## What you need to do
Lay out every line of the items below as a Markdown table with the columns "No." and "Line", numbering each row and omitting blank lines.

START Data

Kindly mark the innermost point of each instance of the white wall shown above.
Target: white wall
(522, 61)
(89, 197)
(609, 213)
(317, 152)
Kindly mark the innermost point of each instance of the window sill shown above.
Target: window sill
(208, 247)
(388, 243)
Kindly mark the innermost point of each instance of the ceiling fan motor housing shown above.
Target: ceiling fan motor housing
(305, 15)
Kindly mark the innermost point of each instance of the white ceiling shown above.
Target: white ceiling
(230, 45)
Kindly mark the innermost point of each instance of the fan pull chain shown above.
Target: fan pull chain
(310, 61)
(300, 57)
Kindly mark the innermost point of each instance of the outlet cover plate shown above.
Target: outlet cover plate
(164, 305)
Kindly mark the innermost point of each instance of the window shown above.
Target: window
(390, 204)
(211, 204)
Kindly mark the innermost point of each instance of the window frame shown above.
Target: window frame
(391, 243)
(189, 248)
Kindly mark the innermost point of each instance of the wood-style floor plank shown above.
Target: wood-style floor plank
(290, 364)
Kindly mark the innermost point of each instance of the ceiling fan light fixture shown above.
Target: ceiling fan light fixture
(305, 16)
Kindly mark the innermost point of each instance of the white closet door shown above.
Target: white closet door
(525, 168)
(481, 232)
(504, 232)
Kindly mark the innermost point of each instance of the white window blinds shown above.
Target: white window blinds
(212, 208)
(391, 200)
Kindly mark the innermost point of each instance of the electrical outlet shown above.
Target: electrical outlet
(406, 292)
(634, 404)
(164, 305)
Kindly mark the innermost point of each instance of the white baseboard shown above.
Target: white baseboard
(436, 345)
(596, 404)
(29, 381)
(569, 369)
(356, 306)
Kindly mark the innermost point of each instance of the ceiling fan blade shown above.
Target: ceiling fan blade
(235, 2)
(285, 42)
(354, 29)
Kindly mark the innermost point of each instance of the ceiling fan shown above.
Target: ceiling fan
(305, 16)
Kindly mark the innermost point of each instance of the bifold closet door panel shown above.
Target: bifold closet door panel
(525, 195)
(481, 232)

END Data

## Task response
| No. | Line |
|---|---|
| 1 | Kindly mark the innermost point of each instance of the white wall shown above. |
| 2 | Target: white wall |
| 3 | (522, 61) |
| 4 | (89, 197) |
| 5 | (609, 213) |
| 6 | (317, 152) |
| 7 | Kindly mark the innermost point of each instance of the window sill shown above. |
| 8 | Target: window sill |
| 9 | (208, 247) |
| 10 | (388, 243) |
| 11 | Kindly mark the innermost point of each instance of the ceiling fan motor housing shown above. |
| 12 | Target: ceiling fan motor housing |
| 13 | (305, 15) |
| 14 | Kindly mark the innermost point of each instance of the white ceiling shown above. |
| 15 | Target: white ceiling |
| 16 | (230, 45) |
| 17 | Kindly mark the innermost point of each instance of the fan pull chain shown above. |
| 18 | Target: fan pull chain |
| 19 | (310, 61) |
| 20 | (300, 57) |
| 21 | Kindly mark the innermost point of each instance of the outlet cover plate shown above. |
| 22 | Target: outlet cover plate |
| 23 | (164, 305) |
| 24 | Kindly mark the innermost point of each instance of the window shown above. |
| 25 | Target: window |
| 26 | (390, 204) |
| 27 | (211, 204) |
| 28 | Kindly mark the innermost point of each instance of the window frame shown above. |
| 29 | Target: window frame |
| 30 | (391, 243) |
| 31 | (189, 248) |
| 32 | Kindly mark the innermost point of each instance of the wood-style floor plank shown above. |
| 33 | Target: wood-style floor plank |
| 34 | (290, 364) |
| 35 | Kindly mark the innermost point of each instance of the ceiling fan light fixture shown above. |
| 36 | Target: ceiling fan light fixture |
| 37 | (305, 16) |
| 38 | Kindly mark the innermost point of each instance of the white closet door shown above. |
| 39 | Target: white closet door |
| 40 | (525, 168) |
| 41 | (481, 232) |
| 42 | (504, 232) |
| 43 | Kindly mark the innermost point of each instance of the white window blinds shown above. |
| 44 | Target: white window blinds |
| 45 | (212, 208) |
| 46 | (391, 200) |
| 47 | Kindly mark the innermost point of each instance of the electrical outlet shown above. |
| 48 | Target: electrical outlet |
| 49 | (406, 292) |
| 50 | (634, 404) |
| 51 | (164, 305) |
| 52 | Kindly mark the innermost point of each instance of the white baseboard shown above. |
| 53 | Target: white baseboard |
| 54 | (436, 345) |
| 55 | (596, 404) |
| 56 | (29, 381) |
| 57 | (569, 369) |
| 58 | (356, 306) |
| 59 | Kindly mark the innermost point of each instance of the ceiling fan blade shown above. |
| 60 | Target: ceiling fan blade |
| 61 | (235, 2) |
| 62 | (285, 42) |
| 63 | (354, 29) |
| 64 | Kindly mark the innermost point of each instance of the ceiling fan shown above. |
| 65 | Target: ceiling fan |
| 66 | (305, 16) |
| 67 | Kindly mark the innermost point of each instance of the bifold closet door panel shown above. |
| 68 | Target: bifold closet door panel |
| 69 | (525, 195) |
| 70 | (481, 232) |